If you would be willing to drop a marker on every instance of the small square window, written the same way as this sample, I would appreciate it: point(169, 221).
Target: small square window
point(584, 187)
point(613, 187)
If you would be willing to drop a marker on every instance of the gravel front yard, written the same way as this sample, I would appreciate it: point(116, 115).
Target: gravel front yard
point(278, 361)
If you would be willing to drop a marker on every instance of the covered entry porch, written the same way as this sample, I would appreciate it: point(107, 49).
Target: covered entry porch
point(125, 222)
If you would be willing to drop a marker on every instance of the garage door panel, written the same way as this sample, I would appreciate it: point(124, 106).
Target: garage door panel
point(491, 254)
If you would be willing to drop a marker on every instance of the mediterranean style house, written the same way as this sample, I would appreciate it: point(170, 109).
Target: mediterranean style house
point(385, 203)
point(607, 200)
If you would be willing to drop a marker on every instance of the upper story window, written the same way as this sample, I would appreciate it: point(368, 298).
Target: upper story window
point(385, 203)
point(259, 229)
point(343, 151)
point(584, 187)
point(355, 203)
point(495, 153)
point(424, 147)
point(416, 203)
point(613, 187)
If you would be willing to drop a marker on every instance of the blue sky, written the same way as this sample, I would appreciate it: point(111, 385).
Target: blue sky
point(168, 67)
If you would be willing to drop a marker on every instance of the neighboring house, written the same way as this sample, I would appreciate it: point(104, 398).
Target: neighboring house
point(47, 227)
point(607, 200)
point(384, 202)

==================================================

■ **Work to do**
Write out every line of the material above as a JSON list of strings, one string per line, leaving out blank lines.

■ **Exercise answer**
[
  "If you would be willing to drop a marker on every instance of the small square window, written the same way as this sample, I would appreciate it: point(169, 221).",
  "Target: small square window",
  "point(584, 187)",
  "point(613, 187)",
  "If you would be willing to drop a marker on every instance of the gravel front yard, written the same way as this sample, I would appreciate it: point(116, 115).",
  "Target: gravel front yard",
  "point(278, 361)",
  "If you would be willing to drop a marker on every instance of the covered entry porch, written the same way as this sample, I would appreciate it: point(107, 49).",
  "Target: covered entry porch",
  "point(125, 222)",
  "If you would be willing to drop a marker on every instance of the garage door panel, written the same way as this sample, I would appreciate it: point(124, 106).",
  "Target: garage door panel",
  "point(491, 254)",
  "If you would be willing to drop a marker on every instance of the mediterranean style house, written the same way as this sample, I would appreciate it: point(170, 109).",
  "Target: mediterranean style house",
  "point(385, 203)",
  "point(607, 200)",
  "If you would be willing to drop a marker on every instance of the upper story window, written the same way as this sample, I would appreciate it: point(368, 298).",
  "Target: upper story window",
  "point(385, 203)",
  "point(259, 229)",
  "point(343, 151)",
  "point(584, 187)",
  "point(355, 203)",
  "point(495, 153)",
  "point(424, 147)",
  "point(416, 203)",
  "point(613, 187)",
  "If you would be willing to drop a marker on every instance of the blue sky, written the same way as this sample, I would appreciate it: point(111, 385).",
  "Target: blue sky",
  "point(168, 67)",
  "If you would be willing to drop a marker on every instance of the neighboring house, written the same way as this sample, I would appreciate it: point(104, 398).",
  "Target: neighboring house",
  "point(47, 227)",
  "point(607, 200)",
  "point(384, 202)"
]